Job
Count the lines in the rows below that contain the string "surface" and reply with only that number.

Named-object pointing records:
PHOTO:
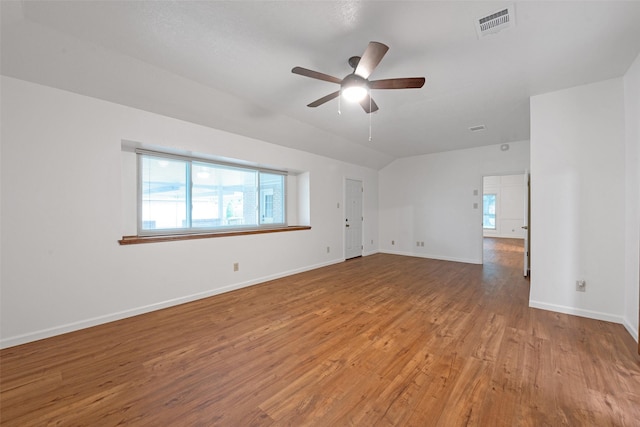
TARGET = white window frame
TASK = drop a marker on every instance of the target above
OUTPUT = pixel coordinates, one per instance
(140, 153)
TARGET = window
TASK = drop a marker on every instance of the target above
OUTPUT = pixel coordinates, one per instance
(179, 195)
(489, 211)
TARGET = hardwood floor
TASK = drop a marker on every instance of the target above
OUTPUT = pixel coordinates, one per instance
(374, 341)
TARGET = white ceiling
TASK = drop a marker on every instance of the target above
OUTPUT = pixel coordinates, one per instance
(228, 64)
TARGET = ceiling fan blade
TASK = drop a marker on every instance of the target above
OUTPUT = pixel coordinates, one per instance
(315, 75)
(324, 99)
(369, 105)
(402, 83)
(370, 59)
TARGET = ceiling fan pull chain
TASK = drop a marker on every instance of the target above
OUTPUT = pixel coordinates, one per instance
(370, 118)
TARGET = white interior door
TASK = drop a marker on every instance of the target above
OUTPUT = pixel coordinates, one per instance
(527, 196)
(353, 219)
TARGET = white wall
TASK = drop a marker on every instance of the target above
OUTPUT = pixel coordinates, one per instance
(578, 200)
(510, 193)
(632, 197)
(437, 199)
(62, 198)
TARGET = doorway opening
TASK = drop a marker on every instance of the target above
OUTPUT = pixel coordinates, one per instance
(353, 219)
(505, 218)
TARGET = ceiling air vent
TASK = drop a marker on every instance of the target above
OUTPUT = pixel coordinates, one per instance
(495, 22)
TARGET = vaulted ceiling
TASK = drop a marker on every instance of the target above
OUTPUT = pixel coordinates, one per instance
(228, 64)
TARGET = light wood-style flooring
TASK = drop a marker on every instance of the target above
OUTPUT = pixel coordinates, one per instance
(382, 340)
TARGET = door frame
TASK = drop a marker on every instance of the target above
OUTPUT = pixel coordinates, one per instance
(480, 205)
(344, 216)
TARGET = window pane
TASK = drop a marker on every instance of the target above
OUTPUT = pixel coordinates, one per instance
(489, 211)
(272, 206)
(223, 197)
(164, 193)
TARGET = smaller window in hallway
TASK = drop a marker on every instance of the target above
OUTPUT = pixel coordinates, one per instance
(489, 212)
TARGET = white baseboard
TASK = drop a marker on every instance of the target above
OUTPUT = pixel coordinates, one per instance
(99, 320)
(597, 315)
(431, 256)
(632, 329)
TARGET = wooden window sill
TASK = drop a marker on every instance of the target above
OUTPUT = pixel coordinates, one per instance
(134, 240)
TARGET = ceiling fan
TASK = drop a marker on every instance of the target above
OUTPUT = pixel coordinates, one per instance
(356, 86)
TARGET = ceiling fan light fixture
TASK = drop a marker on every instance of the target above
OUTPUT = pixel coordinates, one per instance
(354, 93)
(354, 88)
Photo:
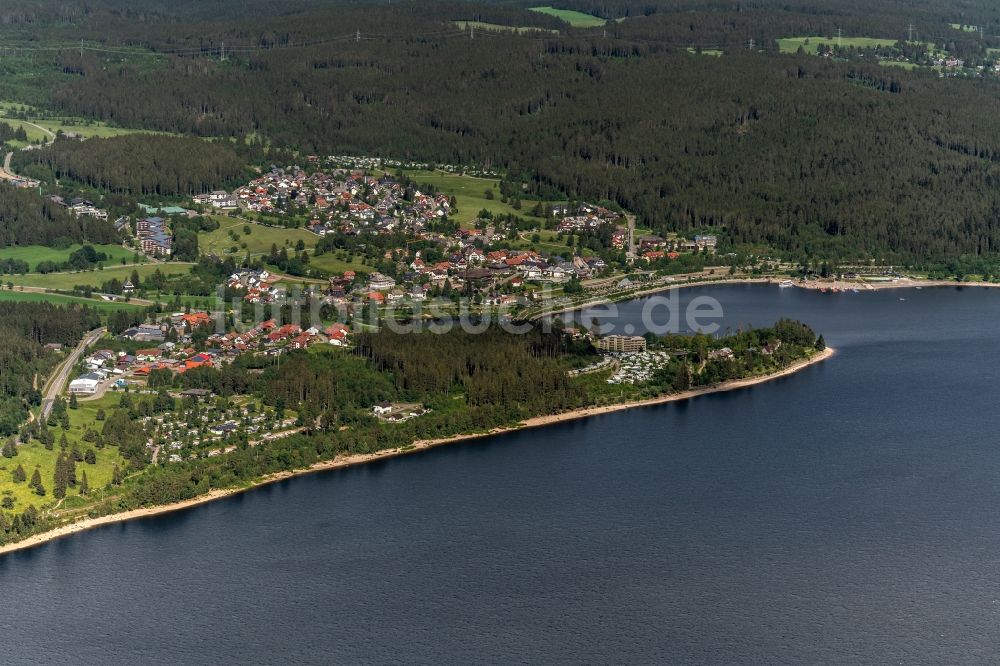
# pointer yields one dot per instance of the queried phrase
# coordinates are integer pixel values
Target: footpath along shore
(361, 459)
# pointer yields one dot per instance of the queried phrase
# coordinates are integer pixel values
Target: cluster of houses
(271, 338)
(586, 217)
(366, 163)
(654, 248)
(189, 432)
(637, 367)
(79, 206)
(344, 201)
(257, 286)
(487, 273)
(122, 368)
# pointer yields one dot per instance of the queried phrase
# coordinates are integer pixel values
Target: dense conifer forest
(140, 164)
(28, 219)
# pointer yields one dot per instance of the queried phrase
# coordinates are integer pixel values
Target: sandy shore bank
(360, 459)
(842, 285)
(901, 283)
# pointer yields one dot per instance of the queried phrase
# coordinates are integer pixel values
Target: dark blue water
(847, 514)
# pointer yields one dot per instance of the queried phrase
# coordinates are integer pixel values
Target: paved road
(59, 378)
(96, 296)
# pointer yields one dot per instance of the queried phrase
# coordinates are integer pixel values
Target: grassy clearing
(496, 27)
(34, 455)
(574, 18)
(257, 242)
(59, 299)
(470, 194)
(95, 278)
(809, 44)
(33, 254)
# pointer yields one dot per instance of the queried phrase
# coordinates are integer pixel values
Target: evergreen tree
(36, 483)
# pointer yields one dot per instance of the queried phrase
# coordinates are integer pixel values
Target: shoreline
(417, 446)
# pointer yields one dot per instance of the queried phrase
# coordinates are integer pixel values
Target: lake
(849, 513)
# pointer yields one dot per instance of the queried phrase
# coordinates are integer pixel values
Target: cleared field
(95, 278)
(257, 242)
(34, 455)
(709, 52)
(470, 194)
(574, 18)
(59, 299)
(33, 254)
(809, 44)
(41, 129)
(479, 25)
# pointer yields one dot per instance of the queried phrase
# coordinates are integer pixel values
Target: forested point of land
(801, 155)
(470, 383)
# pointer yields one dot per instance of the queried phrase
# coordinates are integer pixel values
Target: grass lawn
(94, 278)
(34, 455)
(479, 25)
(470, 194)
(574, 18)
(59, 299)
(33, 254)
(257, 242)
(809, 44)
(548, 242)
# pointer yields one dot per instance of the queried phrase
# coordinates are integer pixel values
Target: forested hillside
(27, 219)
(140, 164)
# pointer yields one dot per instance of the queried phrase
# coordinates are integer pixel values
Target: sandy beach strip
(420, 445)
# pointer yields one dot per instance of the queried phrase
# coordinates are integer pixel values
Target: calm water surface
(847, 514)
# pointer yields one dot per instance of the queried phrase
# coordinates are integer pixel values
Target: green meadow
(257, 242)
(574, 18)
(95, 278)
(34, 254)
(479, 25)
(35, 456)
(809, 44)
(59, 299)
(470, 194)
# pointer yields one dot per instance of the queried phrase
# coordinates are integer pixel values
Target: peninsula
(190, 437)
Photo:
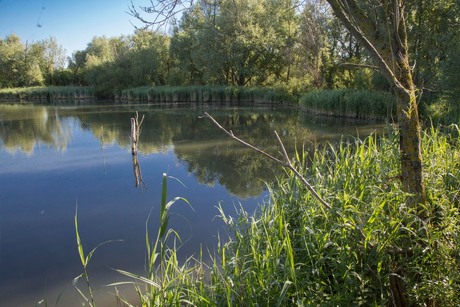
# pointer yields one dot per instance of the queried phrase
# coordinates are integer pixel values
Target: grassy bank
(350, 103)
(294, 251)
(207, 94)
(47, 93)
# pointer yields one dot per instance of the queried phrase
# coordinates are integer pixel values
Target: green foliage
(47, 94)
(297, 252)
(29, 65)
(350, 103)
(294, 251)
(208, 94)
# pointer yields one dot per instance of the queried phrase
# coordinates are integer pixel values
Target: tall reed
(350, 103)
(207, 94)
(293, 251)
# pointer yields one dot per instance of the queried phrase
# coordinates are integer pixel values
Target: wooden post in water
(135, 132)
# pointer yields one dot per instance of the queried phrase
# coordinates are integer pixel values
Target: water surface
(55, 159)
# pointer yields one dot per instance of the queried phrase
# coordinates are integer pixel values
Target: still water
(55, 159)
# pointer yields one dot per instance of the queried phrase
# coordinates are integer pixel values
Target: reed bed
(206, 94)
(47, 93)
(350, 103)
(294, 251)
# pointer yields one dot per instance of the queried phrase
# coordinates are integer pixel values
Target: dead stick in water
(135, 132)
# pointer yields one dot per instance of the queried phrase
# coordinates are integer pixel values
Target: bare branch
(286, 164)
(356, 65)
(161, 11)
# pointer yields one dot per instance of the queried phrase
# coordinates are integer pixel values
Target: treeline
(284, 44)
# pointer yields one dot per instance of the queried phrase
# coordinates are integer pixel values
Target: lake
(59, 159)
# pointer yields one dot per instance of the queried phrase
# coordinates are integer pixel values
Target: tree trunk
(410, 150)
(384, 37)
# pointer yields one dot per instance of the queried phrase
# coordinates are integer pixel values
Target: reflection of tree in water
(25, 127)
(214, 157)
(209, 154)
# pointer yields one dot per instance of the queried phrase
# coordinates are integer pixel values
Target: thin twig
(286, 164)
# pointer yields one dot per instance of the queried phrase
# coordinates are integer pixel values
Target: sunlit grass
(294, 251)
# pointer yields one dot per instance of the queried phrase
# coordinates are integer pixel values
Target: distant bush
(47, 93)
(207, 94)
(350, 103)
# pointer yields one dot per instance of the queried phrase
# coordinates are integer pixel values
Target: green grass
(47, 93)
(350, 103)
(294, 251)
(206, 94)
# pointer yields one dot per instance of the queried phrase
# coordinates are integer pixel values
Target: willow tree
(380, 26)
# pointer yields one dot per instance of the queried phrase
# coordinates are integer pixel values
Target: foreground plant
(167, 282)
(295, 251)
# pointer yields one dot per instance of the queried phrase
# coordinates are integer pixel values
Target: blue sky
(73, 23)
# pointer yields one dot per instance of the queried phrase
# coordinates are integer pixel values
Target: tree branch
(286, 164)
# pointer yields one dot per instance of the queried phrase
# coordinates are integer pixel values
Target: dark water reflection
(55, 158)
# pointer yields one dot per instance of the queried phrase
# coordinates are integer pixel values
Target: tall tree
(380, 27)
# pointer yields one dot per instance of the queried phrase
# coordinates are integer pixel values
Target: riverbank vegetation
(295, 251)
(47, 93)
(297, 48)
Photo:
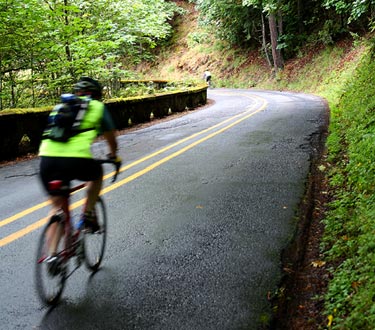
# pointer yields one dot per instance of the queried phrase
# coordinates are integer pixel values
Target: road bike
(75, 241)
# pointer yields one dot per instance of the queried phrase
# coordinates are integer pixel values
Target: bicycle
(51, 272)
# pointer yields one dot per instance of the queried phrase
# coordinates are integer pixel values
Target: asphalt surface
(202, 211)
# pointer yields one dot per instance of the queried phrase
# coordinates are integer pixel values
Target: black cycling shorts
(67, 169)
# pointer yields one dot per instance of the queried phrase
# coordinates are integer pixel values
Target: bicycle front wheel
(94, 242)
(50, 269)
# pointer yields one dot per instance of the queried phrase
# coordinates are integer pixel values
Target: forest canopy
(46, 44)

Output
3